> [Exercise goal]
List each line of the material below that contains the word "forehead".

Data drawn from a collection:
◇ ◇ ◇ ◇ ◇

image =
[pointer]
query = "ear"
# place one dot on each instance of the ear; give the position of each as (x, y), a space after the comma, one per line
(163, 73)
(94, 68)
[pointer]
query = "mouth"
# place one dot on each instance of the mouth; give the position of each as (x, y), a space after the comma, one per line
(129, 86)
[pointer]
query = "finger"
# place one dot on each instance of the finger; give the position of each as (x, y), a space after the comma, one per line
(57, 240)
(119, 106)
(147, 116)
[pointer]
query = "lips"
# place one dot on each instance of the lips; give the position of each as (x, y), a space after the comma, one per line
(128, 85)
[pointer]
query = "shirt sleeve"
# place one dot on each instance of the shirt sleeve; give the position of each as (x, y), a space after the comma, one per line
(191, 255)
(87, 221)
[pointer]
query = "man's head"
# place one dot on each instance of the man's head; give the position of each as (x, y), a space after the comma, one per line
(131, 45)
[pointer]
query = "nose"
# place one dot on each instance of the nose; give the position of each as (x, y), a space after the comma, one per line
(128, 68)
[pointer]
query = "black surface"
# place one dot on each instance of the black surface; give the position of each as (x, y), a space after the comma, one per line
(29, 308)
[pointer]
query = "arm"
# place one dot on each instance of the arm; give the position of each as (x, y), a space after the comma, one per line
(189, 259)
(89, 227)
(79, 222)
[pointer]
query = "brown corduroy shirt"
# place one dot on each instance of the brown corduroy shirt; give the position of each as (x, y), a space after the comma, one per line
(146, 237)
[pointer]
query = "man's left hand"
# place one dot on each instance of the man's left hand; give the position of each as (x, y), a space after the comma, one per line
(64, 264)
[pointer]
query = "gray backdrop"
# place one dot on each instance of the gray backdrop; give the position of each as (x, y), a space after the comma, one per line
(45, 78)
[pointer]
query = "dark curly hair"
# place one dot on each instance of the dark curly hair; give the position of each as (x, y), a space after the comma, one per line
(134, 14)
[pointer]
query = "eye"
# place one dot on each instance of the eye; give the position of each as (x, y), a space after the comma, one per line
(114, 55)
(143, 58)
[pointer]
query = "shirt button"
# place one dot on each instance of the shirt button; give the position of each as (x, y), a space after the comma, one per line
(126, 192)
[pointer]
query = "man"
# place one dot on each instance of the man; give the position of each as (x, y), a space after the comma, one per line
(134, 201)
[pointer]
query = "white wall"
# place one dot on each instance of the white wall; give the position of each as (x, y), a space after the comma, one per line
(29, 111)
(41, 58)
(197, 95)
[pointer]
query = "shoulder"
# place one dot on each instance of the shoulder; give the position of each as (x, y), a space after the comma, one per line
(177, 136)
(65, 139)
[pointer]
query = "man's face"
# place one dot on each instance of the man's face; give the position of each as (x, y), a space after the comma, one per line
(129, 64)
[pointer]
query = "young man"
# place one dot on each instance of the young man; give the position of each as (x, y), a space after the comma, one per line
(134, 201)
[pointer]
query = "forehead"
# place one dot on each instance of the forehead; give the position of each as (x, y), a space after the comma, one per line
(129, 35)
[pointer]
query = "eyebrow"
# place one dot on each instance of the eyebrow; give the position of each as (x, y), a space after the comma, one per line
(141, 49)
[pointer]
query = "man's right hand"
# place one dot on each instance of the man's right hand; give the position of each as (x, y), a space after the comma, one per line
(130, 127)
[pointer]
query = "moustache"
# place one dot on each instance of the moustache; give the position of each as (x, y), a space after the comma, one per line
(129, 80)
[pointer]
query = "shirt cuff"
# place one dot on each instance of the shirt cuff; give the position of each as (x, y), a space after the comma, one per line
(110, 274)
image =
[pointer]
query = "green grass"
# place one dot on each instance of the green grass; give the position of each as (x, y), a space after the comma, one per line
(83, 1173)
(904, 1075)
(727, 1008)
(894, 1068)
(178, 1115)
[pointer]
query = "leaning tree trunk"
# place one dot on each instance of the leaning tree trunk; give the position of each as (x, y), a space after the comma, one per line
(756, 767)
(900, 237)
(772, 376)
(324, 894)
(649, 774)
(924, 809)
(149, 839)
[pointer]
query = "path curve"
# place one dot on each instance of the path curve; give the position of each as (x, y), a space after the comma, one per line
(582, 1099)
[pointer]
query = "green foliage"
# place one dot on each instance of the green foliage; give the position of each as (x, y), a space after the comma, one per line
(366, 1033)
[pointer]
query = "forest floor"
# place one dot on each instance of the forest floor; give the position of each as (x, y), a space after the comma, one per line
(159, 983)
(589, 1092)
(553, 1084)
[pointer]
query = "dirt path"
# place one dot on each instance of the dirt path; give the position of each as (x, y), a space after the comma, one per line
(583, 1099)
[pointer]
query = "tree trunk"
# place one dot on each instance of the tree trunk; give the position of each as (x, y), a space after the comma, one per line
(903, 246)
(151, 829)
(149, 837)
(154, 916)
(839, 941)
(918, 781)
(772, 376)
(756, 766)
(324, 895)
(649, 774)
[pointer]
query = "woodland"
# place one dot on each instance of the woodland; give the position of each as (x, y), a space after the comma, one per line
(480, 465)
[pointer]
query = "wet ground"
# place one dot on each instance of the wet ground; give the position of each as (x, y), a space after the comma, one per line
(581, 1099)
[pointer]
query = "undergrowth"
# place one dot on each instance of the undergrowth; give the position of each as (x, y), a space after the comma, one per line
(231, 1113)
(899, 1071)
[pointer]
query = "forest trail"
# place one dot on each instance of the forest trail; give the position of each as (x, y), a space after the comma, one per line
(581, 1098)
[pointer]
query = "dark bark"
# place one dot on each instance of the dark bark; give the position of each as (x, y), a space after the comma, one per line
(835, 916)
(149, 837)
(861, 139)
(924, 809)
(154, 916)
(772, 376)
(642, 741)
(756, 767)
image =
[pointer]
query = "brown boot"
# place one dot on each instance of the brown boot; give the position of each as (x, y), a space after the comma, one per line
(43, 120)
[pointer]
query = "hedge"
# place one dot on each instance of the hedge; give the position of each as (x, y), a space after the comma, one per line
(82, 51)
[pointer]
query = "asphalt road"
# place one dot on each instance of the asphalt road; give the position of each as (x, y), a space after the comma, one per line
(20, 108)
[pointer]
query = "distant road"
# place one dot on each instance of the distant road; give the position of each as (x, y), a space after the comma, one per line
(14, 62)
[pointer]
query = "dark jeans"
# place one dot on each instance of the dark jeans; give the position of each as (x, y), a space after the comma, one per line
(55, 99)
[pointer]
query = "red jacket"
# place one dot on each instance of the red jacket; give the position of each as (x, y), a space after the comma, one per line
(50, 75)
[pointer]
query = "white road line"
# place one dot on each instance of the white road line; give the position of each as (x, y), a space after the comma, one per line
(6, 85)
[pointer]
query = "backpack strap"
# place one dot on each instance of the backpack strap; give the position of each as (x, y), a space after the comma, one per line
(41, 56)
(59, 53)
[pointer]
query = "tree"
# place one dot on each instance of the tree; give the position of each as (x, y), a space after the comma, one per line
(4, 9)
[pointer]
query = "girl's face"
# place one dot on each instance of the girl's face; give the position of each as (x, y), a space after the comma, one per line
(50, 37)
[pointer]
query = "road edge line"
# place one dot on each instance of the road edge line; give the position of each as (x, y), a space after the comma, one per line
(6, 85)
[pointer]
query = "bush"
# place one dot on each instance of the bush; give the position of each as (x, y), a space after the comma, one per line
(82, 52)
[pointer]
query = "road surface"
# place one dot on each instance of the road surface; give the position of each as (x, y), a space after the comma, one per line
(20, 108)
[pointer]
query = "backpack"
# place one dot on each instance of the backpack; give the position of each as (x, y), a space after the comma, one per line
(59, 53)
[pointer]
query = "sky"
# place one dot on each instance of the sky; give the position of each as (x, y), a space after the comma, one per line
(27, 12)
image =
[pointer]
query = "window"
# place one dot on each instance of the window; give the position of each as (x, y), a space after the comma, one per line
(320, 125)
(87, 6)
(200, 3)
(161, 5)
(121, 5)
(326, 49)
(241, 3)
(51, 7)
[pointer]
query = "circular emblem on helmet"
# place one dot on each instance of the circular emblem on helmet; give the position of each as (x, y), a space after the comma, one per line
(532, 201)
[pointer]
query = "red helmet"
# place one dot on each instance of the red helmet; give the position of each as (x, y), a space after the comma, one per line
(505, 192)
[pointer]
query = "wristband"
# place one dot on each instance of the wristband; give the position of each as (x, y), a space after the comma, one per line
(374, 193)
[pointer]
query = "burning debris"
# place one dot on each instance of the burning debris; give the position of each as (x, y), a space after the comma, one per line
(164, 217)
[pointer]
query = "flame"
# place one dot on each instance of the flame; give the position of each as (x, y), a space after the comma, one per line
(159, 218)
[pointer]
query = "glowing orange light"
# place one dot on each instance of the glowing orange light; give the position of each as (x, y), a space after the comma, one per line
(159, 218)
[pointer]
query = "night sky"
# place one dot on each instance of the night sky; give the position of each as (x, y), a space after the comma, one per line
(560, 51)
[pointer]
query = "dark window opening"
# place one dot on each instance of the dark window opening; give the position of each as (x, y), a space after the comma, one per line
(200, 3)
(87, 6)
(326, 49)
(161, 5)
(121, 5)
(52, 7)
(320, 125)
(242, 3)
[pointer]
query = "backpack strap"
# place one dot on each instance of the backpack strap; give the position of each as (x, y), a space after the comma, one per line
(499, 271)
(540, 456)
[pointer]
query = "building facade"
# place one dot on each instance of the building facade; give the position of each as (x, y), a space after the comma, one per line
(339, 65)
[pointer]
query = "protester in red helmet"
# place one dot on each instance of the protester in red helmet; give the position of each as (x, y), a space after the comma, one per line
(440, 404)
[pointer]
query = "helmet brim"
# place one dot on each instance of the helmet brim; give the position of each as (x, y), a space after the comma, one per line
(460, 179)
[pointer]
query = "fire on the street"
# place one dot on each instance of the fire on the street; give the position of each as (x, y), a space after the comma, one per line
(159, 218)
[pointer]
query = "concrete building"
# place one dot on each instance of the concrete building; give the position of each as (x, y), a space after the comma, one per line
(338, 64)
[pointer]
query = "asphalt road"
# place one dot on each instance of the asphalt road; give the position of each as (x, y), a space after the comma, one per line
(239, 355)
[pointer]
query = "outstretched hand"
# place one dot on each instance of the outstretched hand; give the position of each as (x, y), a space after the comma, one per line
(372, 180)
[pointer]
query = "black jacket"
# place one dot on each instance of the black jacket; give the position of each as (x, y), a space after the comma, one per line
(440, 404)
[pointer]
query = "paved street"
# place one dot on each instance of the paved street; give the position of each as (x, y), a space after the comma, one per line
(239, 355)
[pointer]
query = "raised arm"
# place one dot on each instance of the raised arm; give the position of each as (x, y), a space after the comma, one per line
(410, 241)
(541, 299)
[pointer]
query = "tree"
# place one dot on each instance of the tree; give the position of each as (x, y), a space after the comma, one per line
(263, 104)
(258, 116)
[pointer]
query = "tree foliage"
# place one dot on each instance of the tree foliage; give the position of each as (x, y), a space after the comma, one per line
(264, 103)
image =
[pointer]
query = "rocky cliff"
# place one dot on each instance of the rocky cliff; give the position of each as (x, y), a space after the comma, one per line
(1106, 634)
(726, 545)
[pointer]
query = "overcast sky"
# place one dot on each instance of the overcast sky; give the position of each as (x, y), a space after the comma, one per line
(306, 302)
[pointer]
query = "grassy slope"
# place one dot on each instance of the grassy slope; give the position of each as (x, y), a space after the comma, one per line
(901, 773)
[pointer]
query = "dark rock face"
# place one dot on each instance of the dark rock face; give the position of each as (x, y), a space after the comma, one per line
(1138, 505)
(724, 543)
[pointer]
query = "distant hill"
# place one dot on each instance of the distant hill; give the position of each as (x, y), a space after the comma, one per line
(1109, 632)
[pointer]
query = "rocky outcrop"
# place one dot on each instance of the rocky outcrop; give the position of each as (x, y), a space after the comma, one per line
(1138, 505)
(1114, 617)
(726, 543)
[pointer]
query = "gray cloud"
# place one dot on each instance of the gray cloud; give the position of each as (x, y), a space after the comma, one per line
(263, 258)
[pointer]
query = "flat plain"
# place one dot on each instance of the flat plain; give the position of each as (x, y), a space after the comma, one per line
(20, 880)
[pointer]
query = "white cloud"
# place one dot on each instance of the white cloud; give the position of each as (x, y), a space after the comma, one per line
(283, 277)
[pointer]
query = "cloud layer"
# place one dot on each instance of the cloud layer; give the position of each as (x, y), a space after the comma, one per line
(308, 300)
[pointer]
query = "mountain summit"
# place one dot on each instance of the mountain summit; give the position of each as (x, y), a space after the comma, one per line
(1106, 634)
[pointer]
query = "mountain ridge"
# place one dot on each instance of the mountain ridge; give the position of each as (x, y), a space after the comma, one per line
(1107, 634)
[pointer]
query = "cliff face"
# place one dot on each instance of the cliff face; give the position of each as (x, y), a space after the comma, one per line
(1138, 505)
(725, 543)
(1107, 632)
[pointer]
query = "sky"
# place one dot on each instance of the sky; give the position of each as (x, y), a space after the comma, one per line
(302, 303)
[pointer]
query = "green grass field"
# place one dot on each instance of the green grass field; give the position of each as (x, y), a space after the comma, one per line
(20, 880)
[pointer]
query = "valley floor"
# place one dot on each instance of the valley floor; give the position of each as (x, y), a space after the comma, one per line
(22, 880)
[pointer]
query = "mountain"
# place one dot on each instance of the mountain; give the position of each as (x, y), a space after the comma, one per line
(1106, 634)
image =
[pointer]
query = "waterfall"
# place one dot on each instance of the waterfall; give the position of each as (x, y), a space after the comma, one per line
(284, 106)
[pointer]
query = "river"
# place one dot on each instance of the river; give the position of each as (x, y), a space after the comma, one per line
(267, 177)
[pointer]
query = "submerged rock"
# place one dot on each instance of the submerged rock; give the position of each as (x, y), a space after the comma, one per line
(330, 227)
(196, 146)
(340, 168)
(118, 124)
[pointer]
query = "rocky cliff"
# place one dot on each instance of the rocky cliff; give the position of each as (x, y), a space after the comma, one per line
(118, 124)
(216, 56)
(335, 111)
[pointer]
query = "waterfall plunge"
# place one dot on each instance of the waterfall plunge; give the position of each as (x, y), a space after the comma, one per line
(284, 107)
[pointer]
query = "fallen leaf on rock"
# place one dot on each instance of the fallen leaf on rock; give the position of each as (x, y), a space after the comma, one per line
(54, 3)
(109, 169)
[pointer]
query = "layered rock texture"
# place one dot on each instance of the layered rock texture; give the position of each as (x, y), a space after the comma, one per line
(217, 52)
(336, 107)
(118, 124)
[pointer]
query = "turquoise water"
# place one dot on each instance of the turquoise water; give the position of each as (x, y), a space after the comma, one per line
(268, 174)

◇ ◇ ◇ ◇ ◇

> [Task response]
query = "forehead"
# place one dot on each instance of the forehead; give the position of each as (x, y), a space after the comma, one per line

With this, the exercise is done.